**Request**
From the line that includes "[trace] barge cargo hold -> outlines" to the last line of the records, inclusive, repeat each line exactly.

**Supplied records**
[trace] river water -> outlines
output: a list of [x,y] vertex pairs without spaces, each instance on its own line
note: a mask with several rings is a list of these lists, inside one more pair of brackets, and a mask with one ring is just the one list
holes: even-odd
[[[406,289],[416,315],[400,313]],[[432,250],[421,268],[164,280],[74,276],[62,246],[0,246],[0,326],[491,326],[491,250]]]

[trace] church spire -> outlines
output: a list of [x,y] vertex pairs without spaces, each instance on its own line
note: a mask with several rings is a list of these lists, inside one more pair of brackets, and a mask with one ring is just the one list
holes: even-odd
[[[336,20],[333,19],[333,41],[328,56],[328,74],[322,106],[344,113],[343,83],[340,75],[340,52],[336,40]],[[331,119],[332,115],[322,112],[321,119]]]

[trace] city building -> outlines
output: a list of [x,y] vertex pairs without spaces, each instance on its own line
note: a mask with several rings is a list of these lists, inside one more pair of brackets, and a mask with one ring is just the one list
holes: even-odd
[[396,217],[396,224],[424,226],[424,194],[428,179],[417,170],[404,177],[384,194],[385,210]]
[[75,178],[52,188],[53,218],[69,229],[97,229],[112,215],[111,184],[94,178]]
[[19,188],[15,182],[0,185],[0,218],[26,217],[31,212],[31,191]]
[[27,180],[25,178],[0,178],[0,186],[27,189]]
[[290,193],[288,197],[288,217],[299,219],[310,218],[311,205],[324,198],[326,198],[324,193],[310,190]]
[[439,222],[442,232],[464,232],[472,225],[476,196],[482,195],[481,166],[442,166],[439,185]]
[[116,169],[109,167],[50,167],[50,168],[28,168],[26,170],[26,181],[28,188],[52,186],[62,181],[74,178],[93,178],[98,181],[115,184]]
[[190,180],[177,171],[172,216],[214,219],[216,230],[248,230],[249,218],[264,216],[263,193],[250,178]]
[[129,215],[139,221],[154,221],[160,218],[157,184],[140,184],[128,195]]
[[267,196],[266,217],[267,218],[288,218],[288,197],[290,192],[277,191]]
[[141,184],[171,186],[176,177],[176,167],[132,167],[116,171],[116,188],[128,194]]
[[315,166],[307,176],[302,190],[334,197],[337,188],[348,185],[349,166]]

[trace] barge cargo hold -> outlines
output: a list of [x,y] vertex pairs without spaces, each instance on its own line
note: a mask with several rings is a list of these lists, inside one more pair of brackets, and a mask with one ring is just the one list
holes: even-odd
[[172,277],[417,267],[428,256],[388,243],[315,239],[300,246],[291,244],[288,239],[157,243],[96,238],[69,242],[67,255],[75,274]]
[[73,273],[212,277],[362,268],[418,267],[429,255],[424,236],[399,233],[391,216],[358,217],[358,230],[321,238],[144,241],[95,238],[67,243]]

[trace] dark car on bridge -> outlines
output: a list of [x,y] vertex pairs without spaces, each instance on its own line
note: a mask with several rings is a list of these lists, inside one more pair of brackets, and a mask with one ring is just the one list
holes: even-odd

**Answer to the exercise**
[trace] barge cargo hold -> outlines
output: a list of [x,y] vertex pairs without spaces, each instance on its own line
note: a mask with several rings is a list of these lists, inside one more pair of brackets, and a mask with one ring is just the one list
holes: even-odd
[[172,277],[417,267],[428,256],[388,243],[315,239],[300,246],[291,244],[288,239],[157,243],[96,238],[69,242],[67,255],[75,274]]
[[73,273],[212,277],[362,268],[418,267],[429,255],[424,236],[399,233],[391,216],[358,217],[358,230],[321,238],[144,241],[95,238],[67,243]]

[trace] dark car on bridge -> outlines
output: a list of [x,y] vertex pairs without spaces, each instance on its own line
note: a mask with several rings is a list of these lists, inside one more pair of brackets, and a mask with one ring is just the one list
holes: even-odd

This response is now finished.